> _Tareas del ejercicio_:
1. Transcribe del texto sobre el sentido del mal el fragmento que comienza en "Si el estado" y termina en "vitalicio es minoría.".
2. Enumera todo lo que, según el texto sobre el sentido del mal, abarca el mal.

> _Texto para analizar_:
Puede que ya exista aquel o aquellos que hayan reflexionado acerca de lo que irrumpe en mis pensamientos cuando oigo a alguien preguntarse el porqué del mal. Pero como mi mezquina sabiduría desconoce la existencia de dichos pensadores, siento la persistente necesidad de volcar estas ideas por escrito.
Constantemente, las personas se preguntan: ¿por qué, si Dios es bueno y omnipotente y quiere lo mejor para nosotros, permite la existencia del mal infeccioso del bien? Creo haber escuchado esta pregunta hasta cuatro veces en un día. Yo también me considero una víctima de esta duda, pero creo, en parte, habérmela quitado. Junto a esa satisfacción, siento la alegría de haberle encontrado un verdadero sentido a la vida, uno útil y positivo para lo que me hace comprender la gloria del bien, del amor y de la belleza: el mal.
El mal abarca el sufrimiento, el dolor, la tristeza, las enfermedades, y las más evidentes situaciones límites, ineludibles, a pesar de que todo hombre intenta escapar de ellas. Muchos describen su mundo ideal como una existencia en donde no existan. Me aterra pensar en un mundo así de “perfecto”; en donde la razón de los seres humanos funcione siempre al máximo, y en donde ésta tenga un total dominio sobre los sentimientos. En una situación de esas características, el sin sentido de la vida me abrumaría y me conduciría a una depresión absoluta.
¿Cómo valorar la belleza, sin conocer la fealdad? ¿Cómo conocer el verdadero significado de la reconciliación y del amor, si no conocí antes el odio? ¿Cómo adorar y valorar un buen estado de salud, si jamás sentí dolor y sufrimiento? En mi breve experiencia dentro de esta verdadera y perfecta realidad, concluí que tendemos a valorar más las cosas buenas cuando las perdemos, en parte o en absoluto, o cuando carecemos de ellas. Cesemos en el constante reproche a Dios por permitir el mal en el mundo. Si, como establece Juan Pablo II en la carta encíclica Veritatis Splendor: “Dios, que sólo Él es Bueno, conoce perfectamente lo que es bueno para el hombre (…)”, animémonos a pensar también, que permite el mal porque algún sentido tiene.
Si el estado constante de las cosas fuese amor y paz, nos parecería ordinario y normal y no le pondríamos un nombre de valoración positiva como lo hacemos. Es decir, el mal y las situaciones límites nos permiten conocer y disfrutar del bien y de las cosas buenas de la vida y, a la vez, apreciarlas y valorarlas más. Cuando el mal se hace presente, el bien se oculta y sentimos su carencia. No obstante, es cierto que el primero en exceso nos conduce a la frustración, aunque la gente que vive un mal puro y vitalicio es minoría.

> _Datos proporcionados_:
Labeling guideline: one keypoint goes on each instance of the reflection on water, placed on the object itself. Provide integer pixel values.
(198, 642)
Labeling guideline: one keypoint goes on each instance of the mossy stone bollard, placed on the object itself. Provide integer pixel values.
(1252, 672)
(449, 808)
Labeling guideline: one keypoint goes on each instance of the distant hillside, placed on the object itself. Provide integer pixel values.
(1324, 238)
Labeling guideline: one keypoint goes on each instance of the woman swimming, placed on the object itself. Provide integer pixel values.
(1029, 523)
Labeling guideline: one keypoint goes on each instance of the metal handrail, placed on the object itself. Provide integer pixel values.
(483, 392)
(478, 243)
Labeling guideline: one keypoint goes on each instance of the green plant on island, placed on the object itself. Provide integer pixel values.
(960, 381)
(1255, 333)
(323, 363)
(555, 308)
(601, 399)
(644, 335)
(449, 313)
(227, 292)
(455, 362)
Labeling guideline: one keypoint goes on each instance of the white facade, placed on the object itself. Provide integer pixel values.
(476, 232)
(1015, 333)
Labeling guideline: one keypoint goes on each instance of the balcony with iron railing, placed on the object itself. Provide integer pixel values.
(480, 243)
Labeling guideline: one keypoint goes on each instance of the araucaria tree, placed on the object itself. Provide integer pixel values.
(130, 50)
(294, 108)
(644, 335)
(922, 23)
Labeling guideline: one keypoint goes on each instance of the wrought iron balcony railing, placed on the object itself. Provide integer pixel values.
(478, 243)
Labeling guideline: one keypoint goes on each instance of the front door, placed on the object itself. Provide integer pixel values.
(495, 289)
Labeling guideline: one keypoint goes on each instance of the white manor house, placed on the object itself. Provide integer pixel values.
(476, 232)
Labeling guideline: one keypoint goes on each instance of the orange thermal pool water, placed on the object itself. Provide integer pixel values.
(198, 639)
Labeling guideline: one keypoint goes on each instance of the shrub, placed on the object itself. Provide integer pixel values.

> _Respuestas esperadas_:
1.
Si el estado constante de las cosas fuese amor y paz, nos parecería ordinario y normal y no le pondríamos un nombre de valoración positiva como lo hacemos. Es decir, el mal y las situaciones límites nos permiten conocer y disfrutar del bien y de las cosas buenas de la vida y, a la vez, apreciarlas y valorarlas más. Cuando el mal se hace presente, el bien se oculta y sentimos su carencia. No obstante, es cierto que el primero en exceso nos conduce a la frustración, aunque la gente que vive un mal puro y vitalicio es minoría.

2. El sufrimiento, el dolor, la tristeza, las enfermedades y las más evidentes situaciones límites.